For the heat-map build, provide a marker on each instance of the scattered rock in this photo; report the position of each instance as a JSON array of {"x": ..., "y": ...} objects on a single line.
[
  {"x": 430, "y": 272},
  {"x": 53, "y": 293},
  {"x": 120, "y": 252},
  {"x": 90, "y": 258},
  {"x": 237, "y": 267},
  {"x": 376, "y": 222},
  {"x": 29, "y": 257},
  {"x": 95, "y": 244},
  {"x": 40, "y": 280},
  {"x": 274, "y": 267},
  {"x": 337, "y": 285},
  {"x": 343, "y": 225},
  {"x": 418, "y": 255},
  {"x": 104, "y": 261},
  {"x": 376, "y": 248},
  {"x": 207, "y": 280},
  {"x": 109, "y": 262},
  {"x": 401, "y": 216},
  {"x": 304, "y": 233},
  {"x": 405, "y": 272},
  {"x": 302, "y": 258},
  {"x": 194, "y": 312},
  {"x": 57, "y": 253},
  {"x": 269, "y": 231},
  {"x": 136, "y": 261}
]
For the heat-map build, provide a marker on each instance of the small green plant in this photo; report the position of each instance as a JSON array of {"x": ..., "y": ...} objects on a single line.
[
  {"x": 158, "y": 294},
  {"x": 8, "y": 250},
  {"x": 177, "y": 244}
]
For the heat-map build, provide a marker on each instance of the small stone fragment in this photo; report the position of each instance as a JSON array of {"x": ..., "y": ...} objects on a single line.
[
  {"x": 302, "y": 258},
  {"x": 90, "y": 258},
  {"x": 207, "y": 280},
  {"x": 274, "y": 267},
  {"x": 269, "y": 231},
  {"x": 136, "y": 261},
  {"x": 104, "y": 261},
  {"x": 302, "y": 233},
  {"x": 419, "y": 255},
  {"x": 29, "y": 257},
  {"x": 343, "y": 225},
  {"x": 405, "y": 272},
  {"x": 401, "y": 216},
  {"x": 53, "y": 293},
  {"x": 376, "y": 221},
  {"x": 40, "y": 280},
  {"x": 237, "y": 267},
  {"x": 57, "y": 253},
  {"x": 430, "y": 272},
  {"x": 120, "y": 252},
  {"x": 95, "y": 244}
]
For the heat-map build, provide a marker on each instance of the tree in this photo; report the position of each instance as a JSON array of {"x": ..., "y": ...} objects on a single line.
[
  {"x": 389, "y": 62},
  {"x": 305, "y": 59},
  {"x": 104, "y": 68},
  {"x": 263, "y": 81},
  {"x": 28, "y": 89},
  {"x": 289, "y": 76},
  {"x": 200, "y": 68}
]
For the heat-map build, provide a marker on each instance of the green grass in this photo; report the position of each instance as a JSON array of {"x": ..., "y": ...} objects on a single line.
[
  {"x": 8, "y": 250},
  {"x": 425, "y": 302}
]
◇ ◇ ◇ ◇
Repeat every entry exactly, please.

For the heat-map build, provide a marker on each instance of the scattered rock in this photo; report the position of each instance as a JSON array of {"x": ..., "y": ...} objects on a single line.
[
  {"x": 430, "y": 272},
  {"x": 53, "y": 293},
  {"x": 120, "y": 252},
  {"x": 90, "y": 258},
  {"x": 237, "y": 267},
  {"x": 376, "y": 222},
  {"x": 29, "y": 257},
  {"x": 95, "y": 244},
  {"x": 40, "y": 280},
  {"x": 274, "y": 267},
  {"x": 337, "y": 285},
  {"x": 343, "y": 225},
  {"x": 418, "y": 255},
  {"x": 104, "y": 261},
  {"x": 376, "y": 248},
  {"x": 207, "y": 280},
  {"x": 109, "y": 262},
  {"x": 401, "y": 216},
  {"x": 304, "y": 233},
  {"x": 405, "y": 272},
  {"x": 302, "y": 258},
  {"x": 194, "y": 312},
  {"x": 57, "y": 253},
  {"x": 269, "y": 231},
  {"x": 136, "y": 261}
]
For the heat-map build, provide a marker on each instance of the small green plant in this photo; report the position of each instance as a JSON array of {"x": ..., "y": ...} objects on a single line.
[
  {"x": 158, "y": 294},
  {"x": 8, "y": 250},
  {"x": 177, "y": 244}
]
For the heat-map build, provide a marker on each instance of the small stone fragment in this photo; report the position of each instance as a JSON array of {"x": ..., "y": ...} objects on a single line.
[
  {"x": 302, "y": 258},
  {"x": 90, "y": 258},
  {"x": 207, "y": 280},
  {"x": 274, "y": 267},
  {"x": 269, "y": 231},
  {"x": 136, "y": 261},
  {"x": 104, "y": 261},
  {"x": 302, "y": 233},
  {"x": 419, "y": 255},
  {"x": 29, "y": 257},
  {"x": 343, "y": 225},
  {"x": 405, "y": 272},
  {"x": 401, "y": 216},
  {"x": 53, "y": 293},
  {"x": 376, "y": 221},
  {"x": 40, "y": 280},
  {"x": 237, "y": 267},
  {"x": 57, "y": 253},
  {"x": 430, "y": 272},
  {"x": 120, "y": 252},
  {"x": 95, "y": 244}
]
For the heat-map build, provide a marker on each instance of the tree in this photo; report the position of each instance as a JSON array of {"x": ..., "y": ...} objects on a single line.
[
  {"x": 389, "y": 62},
  {"x": 305, "y": 59},
  {"x": 104, "y": 68},
  {"x": 263, "y": 81},
  {"x": 28, "y": 89},
  {"x": 289, "y": 76},
  {"x": 200, "y": 68}
]
For the heat-map build, provide a marker on each instance of the green grass in this photo; report the position of each instance as a JSON array of {"x": ..., "y": ...} objects on a single line.
[
  {"x": 8, "y": 250},
  {"x": 425, "y": 302}
]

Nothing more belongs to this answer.